What you will do:
Repeat the data below exactly, dropping any pictures it holds.

Given records:
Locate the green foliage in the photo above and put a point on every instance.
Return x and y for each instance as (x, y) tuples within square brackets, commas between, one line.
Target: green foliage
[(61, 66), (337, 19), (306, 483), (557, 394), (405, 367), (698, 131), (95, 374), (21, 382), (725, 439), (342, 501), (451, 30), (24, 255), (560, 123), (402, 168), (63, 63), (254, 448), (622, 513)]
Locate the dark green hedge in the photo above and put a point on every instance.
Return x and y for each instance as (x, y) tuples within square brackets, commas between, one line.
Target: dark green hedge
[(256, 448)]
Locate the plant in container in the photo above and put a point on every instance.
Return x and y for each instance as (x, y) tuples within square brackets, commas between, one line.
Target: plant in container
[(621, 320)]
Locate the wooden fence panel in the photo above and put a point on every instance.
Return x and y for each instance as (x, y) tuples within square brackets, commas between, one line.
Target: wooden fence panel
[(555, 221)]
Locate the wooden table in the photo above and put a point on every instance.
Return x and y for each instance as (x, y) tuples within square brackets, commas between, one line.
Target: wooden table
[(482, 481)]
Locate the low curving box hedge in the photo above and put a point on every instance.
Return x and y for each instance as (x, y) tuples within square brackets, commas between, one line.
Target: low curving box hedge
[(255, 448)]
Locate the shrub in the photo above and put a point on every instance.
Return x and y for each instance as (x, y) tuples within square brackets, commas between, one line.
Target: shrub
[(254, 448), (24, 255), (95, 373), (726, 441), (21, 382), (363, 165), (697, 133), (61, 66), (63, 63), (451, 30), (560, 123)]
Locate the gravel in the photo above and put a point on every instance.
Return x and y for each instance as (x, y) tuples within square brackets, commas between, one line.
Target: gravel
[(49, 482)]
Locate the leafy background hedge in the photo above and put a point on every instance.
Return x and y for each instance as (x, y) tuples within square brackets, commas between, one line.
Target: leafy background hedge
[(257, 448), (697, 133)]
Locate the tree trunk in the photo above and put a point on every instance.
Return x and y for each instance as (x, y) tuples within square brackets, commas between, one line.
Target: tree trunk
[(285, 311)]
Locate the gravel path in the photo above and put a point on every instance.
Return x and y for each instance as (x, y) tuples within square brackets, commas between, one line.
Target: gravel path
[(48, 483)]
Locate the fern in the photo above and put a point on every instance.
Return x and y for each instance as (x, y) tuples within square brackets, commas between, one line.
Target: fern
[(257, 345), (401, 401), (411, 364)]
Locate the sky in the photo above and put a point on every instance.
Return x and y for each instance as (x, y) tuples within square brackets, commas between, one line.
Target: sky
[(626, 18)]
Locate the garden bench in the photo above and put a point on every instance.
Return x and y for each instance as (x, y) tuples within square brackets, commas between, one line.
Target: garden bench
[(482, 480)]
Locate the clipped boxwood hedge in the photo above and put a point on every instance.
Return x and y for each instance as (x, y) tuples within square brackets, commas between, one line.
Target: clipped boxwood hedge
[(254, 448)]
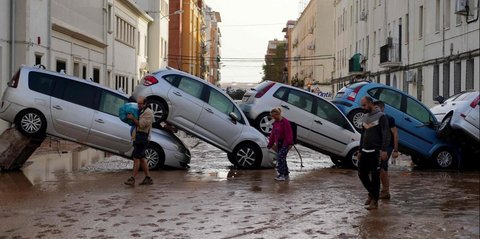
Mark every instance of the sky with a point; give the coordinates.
(246, 27)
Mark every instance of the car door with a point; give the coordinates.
(185, 98)
(108, 131)
(297, 107)
(416, 124)
(215, 123)
(330, 130)
(72, 108)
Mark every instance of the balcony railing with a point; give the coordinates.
(390, 56)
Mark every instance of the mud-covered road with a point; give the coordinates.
(83, 196)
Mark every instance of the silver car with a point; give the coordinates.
(42, 102)
(321, 125)
(459, 112)
(202, 109)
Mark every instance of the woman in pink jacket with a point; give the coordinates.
(281, 141)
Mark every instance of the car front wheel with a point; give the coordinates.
(32, 123)
(356, 118)
(154, 156)
(246, 156)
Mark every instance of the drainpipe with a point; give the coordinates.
(49, 34)
(12, 36)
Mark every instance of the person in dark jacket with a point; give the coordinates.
(281, 141)
(374, 142)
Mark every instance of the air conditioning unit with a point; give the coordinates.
(461, 7)
(411, 76)
(389, 41)
(363, 15)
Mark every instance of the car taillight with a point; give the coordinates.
(264, 90)
(149, 80)
(354, 93)
(475, 102)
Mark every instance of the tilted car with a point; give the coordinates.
(459, 113)
(205, 111)
(321, 125)
(42, 102)
(417, 126)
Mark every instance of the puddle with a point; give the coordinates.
(46, 166)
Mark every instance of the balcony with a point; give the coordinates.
(390, 56)
(355, 65)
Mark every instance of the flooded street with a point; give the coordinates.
(80, 194)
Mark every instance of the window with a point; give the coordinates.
(301, 100)
(125, 32)
(280, 93)
(391, 98)
(79, 93)
(96, 75)
(446, 79)
(420, 22)
(40, 82)
(437, 16)
(191, 87)
(436, 81)
(110, 103)
(469, 76)
(447, 14)
(61, 65)
(417, 111)
(220, 102)
(328, 112)
(38, 59)
(457, 84)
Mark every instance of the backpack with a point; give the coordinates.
(293, 125)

Answer to this problem:
Locate the green foliage in the photo above and put a point on every instance.
Return x and y for each instance as (x, y) tuples within square brackets, commas between, one line.
Target: green foliage
[(61, 66), (337, 19), (306, 483), (557, 394), (405, 367), (698, 131), (95, 374), (21, 382), (725, 439), (342, 501), (451, 30), (24, 255), (560, 123), (402, 168), (63, 63), (254, 448), (622, 513)]
Locate the dark green hedge in the photo above and put a point on every instance.
Return x and y for each instance as (x, y) tuples within square brackets, commas between, one line.
Target: dark green hedge
[(256, 448)]
Locate the plant in container in the photo above and put a point on every instance.
Return x and y for each instance as (x, y) tuples within square brackets, commas between, one line.
Target: plant in container
[(621, 320)]
Locate the wooden fence panel in the photo above and put a point on every instance.
Return x and y for each instance as (x, y) tuples within square brackets, commas between, one line.
Target: wooden fence panel
[(555, 221)]
Locate the wooden table in the photo above and put a point on every instance.
Return x and y for each instance as (x, y) tuples within square brackets, commas between, one line.
Target: wooden table
[(482, 481)]
Locate the low curving box hedge in the photo above and put a point on every instance.
Return x and y for each instance as (x, y) tuples within square brackets, commas between, one line.
Target: low curving box hedge
[(255, 448)]
Locate the shrub in the photo above and put a point on every instance.
Return x and y for each instance as (x, y) tuples within square brackets, commas between, one line.
Target: shrub
[(254, 448), (24, 255), (95, 373), (726, 441), (21, 382), (363, 165), (697, 133), (61, 66), (63, 63), (451, 30), (560, 123)]
Locate the gravel in the photo above and put a point on every instance.
Return x and y for each instance as (x, y) tuples within square brackets, commas between, one line.
Target: gravel
[(49, 482)]
Locate the leafy background hedge in the photo above and put a point on every instance.
Return x and y for each instance as (x, y) tuples within square brackets, commas between, one line.
Target: leafy background hedge
[(257, 448), (697, 133)]
Locate the tree trunk in the photo above and put a point on every instance.
Return x and y for each instance as (x, y) tuples within square brackets, commas between, one line.
Target: tree trunk
[(285, 311)]
Locate the gravel path in the photo above and put a point on every instance.
Return x and y for each instance as (x, y) tuples within square brackets, commas between, one line.
Target: gravel path
[(48, 483)]
Locate the fern in the photo above and put a point on every instance.
Return x and y for each instance as (x, y) tuples within square brackets, commas between, one line.
Target: fern
[(257, 345), (401, 401), (411, 364)]
Locate the sky in the photo above and put a point on every instance.
Return x and y for each instance as (x, y) tuples within square brackets, commas between, one line.
Target: sky
[(626, 18)]
Locate the garden bench in the photo above and put a point on every instance.
Return x and y for each instance as (x, y) tuples within square brackets, commas between, one line.
Target: garden bench
[(482, 480)]
Locate the clipped boxwood hedge in the photo above and put a point on every instance.
Return x and y for each instance as (x, y) tuples within square brackets, commas between, one line.
Target: clipped boxwood hedge
[(254, 448)]
Mark every instance of the sky with a point; give the coordinates.
(246, 27)
Mark every instance of the car door with a point; give the coordinates.
(185, 98)
(108, 131)
(297, 107)
(416, 124)
(215, 123)
(330, 130)
(72, 108)
Mark every instance of the balcony railing with a point; give the coordinates.
(390, 56)
Mark every instance of the mud-covered road with a point; give the coordinates.
(83, 196)
Mark every instance of the silver car with a point; give the coordinates.
(42, 102)
(321, 125)
(459, 112)
(202, 109)
Mark every instance of the woman in pink jacket with a point; give the coordinates.
(281, 141)
Mark every instance of the car front wheel with a point; give the coordinates.
(32, 123)
(356, 118)
(154, 156)
(246, 156)
Mark every instance of the drainpipe with a point; give the coordinates.
(49, 34)
(12, 36)
Mark every instance of the person in dark jacket with a point; give the coordinates.
(281, 141)
(374, 142)
Mark every instance of the air conditioning unit with a point; give the coordinates.
(461, 7)
(411, 76)
(389, 41)
(363, 15)
Mark every instance of the car taillight with a point; give the coordinates.
(264, 90)
(149, 80)
(354, 93)
(475, 102)
Mark every instance of the tilted car with a point; give the coordinates.
(459, 113)
(205, 111)
(321, 125)
(42, 102)
(417, 126)
Mark every instance of the puddle with a point; give the coordinates.
(46, 166)
Mark every instance of the balcony with a point; give the coordinates.
(390, 56)
(355, 65)
Mark every instance of the flooded street with a point; give the coordinates.
(80, 194)
Mark every instance of the window with a point; give the coordinates.
(301, 100)
(125, 32)
(280, 93)
(391, 98)
(79, 93)
(96, 75)
(446, 79)
(420, 22)
(40, 82)
(437, 16)
(191, 87)
(436, 81)
(110, 103)
(469, 76)
(447, 14)
(61, 65)
(417, 111)
(220, 102)
(328, 112)
(38, 59)
(457, 84)
Mark every instance of the backpack with a point; give the coordinates.
(293, 125)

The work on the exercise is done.